▶ _AUSGEWÄHLTER TEXTAUSZUG_:
--*--

Nachdem wir uns in Teil 1 unseres Beitrags mit dem Hintergrund und Inhalt des Schrems II-Urteils beschäftigt haben, möchten wir Ihnen in Teil 2 die konkreten Anforderungen erläutern, die die Aufsichtsbehörden nunmehr an Datentransfers in Drittländer ohne adäquates Datenschutzniveau stellen.
1. Worum geht es?
Unternehmen haben nach den Vorgaben des EuGH für jeden einzelnen Datentransfer zu beurteilen, ob ausreichende Garantien zur Absicherung des Datentransfers in Drittländer implementiert wurden. Im Nachgang der Schrems II-Entscheidung hatten sich zahlreiche Behörden zu den nun geltenden Anforderungen an Drittlandsübermittlungen geäußert, insbesondere zu den vom EuGH geforderten „zusätzlichen Maßnahmen“.
Besonders beachtenswert sind die Orientierungshilfe des Landesbeauftragte für Datenschutz und Informationsfreiheit Baden-Württemberg (LfDI) und die Empfehlung des Europäischen Datenschutzausschusses (EDSA). Im Ergebnis wird von den Unternehmen verlangt, die jeweiligen Datentransfers einer Risikoanalyse zu unterziehen, also einem sog. Transfer Impact Assessment (“TIA“). Im Rahmen des TIA ist zu ermitteln, ob es im fraglichen Drittland Gesetze gibt, die den dortigen (Sicherheits-)Behörden die Befugnis geben, von dem Datenimporteur die Offenlegung oder den Zugriff auf Daten von EU-Bürgern zu verlangen. Bei Datentransfers in die USA hatte sich der EuGH insbesondere mit den US-amerikanischen Überwachungsgesetzen Sec. 702 FISA und EO 12333 auseinandergesetzt.
2. Wie betrifft mich das? / Warum ist das wichtig?

--*--

▶ _AUSZUG DER AUFLISTUNG_:
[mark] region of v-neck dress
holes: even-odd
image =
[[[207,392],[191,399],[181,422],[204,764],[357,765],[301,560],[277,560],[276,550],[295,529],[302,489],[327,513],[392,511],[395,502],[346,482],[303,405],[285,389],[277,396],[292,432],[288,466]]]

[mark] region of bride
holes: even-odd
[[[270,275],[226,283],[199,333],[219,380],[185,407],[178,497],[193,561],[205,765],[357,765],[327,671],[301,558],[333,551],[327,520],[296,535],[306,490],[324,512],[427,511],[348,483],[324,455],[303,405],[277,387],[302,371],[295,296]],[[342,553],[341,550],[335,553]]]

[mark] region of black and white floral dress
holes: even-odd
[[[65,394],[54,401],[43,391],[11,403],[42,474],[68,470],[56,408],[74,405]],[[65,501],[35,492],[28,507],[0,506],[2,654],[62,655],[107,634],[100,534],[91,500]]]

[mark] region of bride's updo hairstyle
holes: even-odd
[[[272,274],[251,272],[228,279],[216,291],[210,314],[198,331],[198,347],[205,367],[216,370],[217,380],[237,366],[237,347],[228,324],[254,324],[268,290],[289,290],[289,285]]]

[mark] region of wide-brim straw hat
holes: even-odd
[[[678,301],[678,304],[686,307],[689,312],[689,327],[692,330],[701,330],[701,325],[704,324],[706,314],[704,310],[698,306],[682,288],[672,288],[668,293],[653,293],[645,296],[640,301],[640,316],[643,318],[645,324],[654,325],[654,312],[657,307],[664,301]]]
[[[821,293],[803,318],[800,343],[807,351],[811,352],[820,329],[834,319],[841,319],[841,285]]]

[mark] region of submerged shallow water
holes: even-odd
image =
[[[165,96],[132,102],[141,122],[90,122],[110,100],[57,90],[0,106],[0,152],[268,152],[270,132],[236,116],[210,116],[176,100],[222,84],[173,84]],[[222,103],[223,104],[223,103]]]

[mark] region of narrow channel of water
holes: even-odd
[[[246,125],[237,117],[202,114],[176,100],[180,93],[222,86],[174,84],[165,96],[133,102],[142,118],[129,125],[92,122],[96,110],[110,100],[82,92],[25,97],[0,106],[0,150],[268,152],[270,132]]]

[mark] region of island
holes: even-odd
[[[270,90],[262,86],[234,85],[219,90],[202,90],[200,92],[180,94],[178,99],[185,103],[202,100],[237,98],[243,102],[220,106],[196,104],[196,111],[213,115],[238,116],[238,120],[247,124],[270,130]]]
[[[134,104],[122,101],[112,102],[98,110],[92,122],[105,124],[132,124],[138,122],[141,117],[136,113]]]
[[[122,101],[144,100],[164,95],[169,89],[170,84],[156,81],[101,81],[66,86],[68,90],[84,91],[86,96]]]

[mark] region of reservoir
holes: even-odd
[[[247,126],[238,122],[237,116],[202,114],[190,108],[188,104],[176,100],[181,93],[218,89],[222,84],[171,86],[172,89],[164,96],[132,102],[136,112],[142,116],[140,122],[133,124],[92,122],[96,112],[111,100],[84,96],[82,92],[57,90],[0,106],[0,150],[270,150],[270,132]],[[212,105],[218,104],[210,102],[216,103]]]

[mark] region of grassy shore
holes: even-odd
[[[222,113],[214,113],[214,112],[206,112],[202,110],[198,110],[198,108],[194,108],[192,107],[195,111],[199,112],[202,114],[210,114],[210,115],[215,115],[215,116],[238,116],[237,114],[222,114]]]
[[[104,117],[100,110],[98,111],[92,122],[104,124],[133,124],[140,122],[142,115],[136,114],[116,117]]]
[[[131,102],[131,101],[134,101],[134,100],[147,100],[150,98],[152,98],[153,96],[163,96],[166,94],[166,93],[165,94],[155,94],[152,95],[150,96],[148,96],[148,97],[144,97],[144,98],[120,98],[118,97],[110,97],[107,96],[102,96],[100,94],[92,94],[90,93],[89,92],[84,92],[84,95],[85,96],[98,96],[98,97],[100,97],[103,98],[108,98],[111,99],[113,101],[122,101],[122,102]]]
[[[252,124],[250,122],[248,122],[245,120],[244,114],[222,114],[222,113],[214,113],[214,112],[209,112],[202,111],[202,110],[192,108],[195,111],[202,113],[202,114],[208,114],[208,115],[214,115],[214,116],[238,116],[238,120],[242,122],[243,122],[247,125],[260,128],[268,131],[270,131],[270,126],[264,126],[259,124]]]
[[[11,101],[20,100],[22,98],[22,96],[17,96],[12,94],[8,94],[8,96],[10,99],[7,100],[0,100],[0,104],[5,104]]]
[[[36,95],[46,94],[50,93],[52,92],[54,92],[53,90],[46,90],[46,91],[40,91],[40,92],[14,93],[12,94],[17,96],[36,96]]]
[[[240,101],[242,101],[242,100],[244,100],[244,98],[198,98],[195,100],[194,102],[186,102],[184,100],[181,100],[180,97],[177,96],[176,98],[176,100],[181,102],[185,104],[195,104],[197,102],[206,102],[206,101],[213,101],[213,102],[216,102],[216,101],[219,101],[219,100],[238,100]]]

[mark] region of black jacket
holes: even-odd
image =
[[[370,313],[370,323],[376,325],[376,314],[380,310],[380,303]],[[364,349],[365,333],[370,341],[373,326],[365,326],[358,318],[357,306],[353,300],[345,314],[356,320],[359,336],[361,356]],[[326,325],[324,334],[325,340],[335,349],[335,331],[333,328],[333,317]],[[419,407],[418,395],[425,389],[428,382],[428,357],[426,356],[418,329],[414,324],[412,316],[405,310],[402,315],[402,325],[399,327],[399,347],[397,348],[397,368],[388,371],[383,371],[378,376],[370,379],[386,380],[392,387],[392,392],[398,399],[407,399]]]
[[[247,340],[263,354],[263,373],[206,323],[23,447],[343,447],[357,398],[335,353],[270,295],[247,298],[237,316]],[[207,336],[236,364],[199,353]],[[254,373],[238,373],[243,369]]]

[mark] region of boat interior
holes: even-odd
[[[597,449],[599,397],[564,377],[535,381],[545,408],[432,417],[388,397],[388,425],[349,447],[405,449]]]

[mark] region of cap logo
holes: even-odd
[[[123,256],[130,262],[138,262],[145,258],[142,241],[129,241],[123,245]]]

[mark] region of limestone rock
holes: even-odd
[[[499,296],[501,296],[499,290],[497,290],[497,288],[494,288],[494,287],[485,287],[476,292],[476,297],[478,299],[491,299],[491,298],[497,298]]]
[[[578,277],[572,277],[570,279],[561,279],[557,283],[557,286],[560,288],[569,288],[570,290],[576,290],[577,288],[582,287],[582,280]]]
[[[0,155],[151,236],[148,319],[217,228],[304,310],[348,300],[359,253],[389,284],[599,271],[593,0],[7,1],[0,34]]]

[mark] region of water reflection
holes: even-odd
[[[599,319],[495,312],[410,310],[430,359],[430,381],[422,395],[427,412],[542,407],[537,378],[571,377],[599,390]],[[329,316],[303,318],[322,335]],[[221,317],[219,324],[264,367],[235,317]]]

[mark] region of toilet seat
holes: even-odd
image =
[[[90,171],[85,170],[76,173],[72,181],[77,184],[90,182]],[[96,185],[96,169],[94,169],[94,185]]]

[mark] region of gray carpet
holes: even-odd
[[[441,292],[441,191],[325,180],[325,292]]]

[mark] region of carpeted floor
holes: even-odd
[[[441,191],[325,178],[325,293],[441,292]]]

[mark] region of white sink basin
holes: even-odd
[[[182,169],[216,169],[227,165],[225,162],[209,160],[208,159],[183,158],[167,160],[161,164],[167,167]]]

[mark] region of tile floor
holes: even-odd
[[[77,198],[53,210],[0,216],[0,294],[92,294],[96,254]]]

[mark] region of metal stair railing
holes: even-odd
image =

--*--

▶ _AUFGABENSTELLUNG_:
A) Ersetze im Textauszug zum Schrems II-Urteil im Abschnitt von „Nachdem wir uns“ bis „adäquates Datenschutzniveau stellen.“ das Wort „Aufsichtsbehörden“ durch „Datenschutzbehörden“, und gib diesen Abschnitt vollständig wieder.
B) Führe den Textauszug zum Schrems II-Urteil im Anschluss an seine letzte Zeile fort.

▶ _ERGEBNISSE_:
A)
Nachdem wir uns in Teil 1 unseres Beitrags mit dem Hintergrund und Inhalt des Schrems II-Urteils beschäftigt haben, möchten wir Ihnen in Teil 2 die konkreten Anforderungen erläutern, die die Datenschutzbehörden nunmehr an Datentransfers in Drittländer ohne adäquates Datenschutzniveau stellen.

B)
Die Mehrzahl aller Unternehmen, unabhängig von Branche und Größe, nutzen im Rahmen ihrer Datenverarbeitung Dienstleister mit Sitz in den USA oder tauschen personenbezogene Daten mit anderen Unternehmen außerhalb der EU bzw. des EWR aus. In diesen Fällen trifft die Geschäftsführung jeweils die Pflicht, ein Transfer Impact Assessment für die im Unternehmen stattfindenden Datenübermittlungen bzw. ‑zugriffe durchzuführen.
In seinen oben erwähnten Empfehlungen stellt der EDSA einen Prüfkatalog in sechs Schritten vor, den Datenexporteure für die Bestimmung der Rechtmäßigkeit von Datenübermittlungen in Drittländer berücksichtigen sollten. Dieser sieht vor:
- Schritt 1: („Know your transfers.“). Alle international stattfindenden Datenübermittlungen bzw. ‑zugriffe müssen bekannt sein und entsprechend dokumentiert werden.
- Schritt 2: („Verify the transfer tool your transfer relies on.“). Es ist zu eruieren, auf welche Rechtsgrundlage bzw. anerkannte Garantie nach Kapitel V DSGVO sich der Transfer stützt.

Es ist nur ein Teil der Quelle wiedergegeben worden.